Write out all of the data exactly as it appears.

----

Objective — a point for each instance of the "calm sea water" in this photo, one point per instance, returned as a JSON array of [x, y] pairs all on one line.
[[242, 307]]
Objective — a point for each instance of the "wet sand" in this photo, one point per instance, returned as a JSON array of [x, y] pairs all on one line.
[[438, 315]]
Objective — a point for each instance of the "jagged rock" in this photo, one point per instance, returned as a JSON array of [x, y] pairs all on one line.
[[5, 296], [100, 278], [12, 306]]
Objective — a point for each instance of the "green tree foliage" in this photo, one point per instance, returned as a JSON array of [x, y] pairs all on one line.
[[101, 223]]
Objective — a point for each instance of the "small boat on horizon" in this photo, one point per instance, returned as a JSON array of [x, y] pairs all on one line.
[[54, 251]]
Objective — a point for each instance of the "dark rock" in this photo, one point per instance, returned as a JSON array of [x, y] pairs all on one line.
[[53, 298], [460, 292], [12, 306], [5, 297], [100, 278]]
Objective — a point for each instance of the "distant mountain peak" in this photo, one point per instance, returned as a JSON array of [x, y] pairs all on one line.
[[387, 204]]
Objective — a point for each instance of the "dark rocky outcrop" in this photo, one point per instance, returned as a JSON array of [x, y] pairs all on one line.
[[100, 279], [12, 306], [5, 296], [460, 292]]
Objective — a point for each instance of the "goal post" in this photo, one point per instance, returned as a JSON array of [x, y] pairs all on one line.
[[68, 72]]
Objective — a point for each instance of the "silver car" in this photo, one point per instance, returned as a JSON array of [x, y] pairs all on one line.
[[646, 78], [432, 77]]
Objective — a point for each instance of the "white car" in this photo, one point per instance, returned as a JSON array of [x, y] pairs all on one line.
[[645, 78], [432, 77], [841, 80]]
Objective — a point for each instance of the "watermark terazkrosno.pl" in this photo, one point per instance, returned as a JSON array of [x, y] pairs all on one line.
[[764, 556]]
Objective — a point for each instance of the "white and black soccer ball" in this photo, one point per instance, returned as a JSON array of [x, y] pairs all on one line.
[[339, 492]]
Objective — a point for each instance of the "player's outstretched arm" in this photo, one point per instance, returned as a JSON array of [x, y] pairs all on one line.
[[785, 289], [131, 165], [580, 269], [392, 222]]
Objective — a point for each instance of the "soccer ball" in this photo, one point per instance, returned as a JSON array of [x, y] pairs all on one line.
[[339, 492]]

----

= Exercise result =
Objective — a point for each instance of the "calm sea water" in this photo, one point per instance, returned as a JSON array of [x, y] pairs all on one line.
[[242, 307]]
Objective — a point for each instance of the "wet sand" in this photo, one point per instance, returned as a JSON array of [x, y] pairs all on one line.
[[438, 315]]
Objective — a point for each instance of the "jagged rock" in this photo, one point per instance, returned as a JSON array of [x, y] pairs all on one line.
[[5, 296], [100, 278], [12, 306]]
Objective — a point for each instance of the "green tree foliage" in this photo, one point per instance, returned as a JSON array of [x, y] pairs all on one line.
[[101, 223]]
Objective — a point for each instance of the "small boat on horizon" in this photo, one point per instance, returned as a JSON array of [x, y] pairs all on one line.
[[54, 251]]
Objective — a point for each instance of the "dark rock" in this photo, one point per instance, returned as a JSON array of [x, y] pairs all on one line.
[[53, 298], [460, 292], [12, 306], [5, 297], [100, 278]]
Objective — a point for each instance of the "distant mountain peak" in this photo, one point per instance, returned as a JSON array of [x, y] pairs all on one line.
[[387, 204]]
Objective — a point for each instance of the "dark rocky outcrop" in this photo, one point per instance, returned as a JSON array of [x, y] pairs all on one line.
[[100, 279], [12, 306], [5, 296], [460, 292]]
Objective — a point for each instance of the "goal post" in this photo, one point per instance, returned as a JSON array of [x, y] pairs all on one line.
[[68, 72]]
Objective — a point for each instance of the "silver car" in this photo, one point per instance, returned as a JSON array of [x, y] pairs all on one line.
[[646, 78], [432, 77]]
Objective — a point for each instance of the "white car" in this photo, one point per instance, returned as a JSON array of [x, y] pairs all on one line.
[[645, 78], [432, 77], [841, 80]]
Objective — a point for each instance of the "watermark terazkrosno.pl" in this photo, one point per instance, returned as a JSON array of [x, y] pairs all on one line.
[[764, 556]]
Objective — a point for each instance of the "white and black soccer ball" in this photo, one point per instance, returned as a JSON array of [x, y] pairs all on one line.
[[339, 492]]
Objective — a point for each instance of the "player's outstretched arm" in this photo, one point per instance, returned as a JSON array of [x, y] pairs all on one line.
[[785, 289], [131, 165], [580, 269], [392, 222]]
Objective — a point for each instance of the "soccer ball" in this photo, one point per instance, returned as a JSON array of [x, y] pairs all on one line.
[[339, 492]]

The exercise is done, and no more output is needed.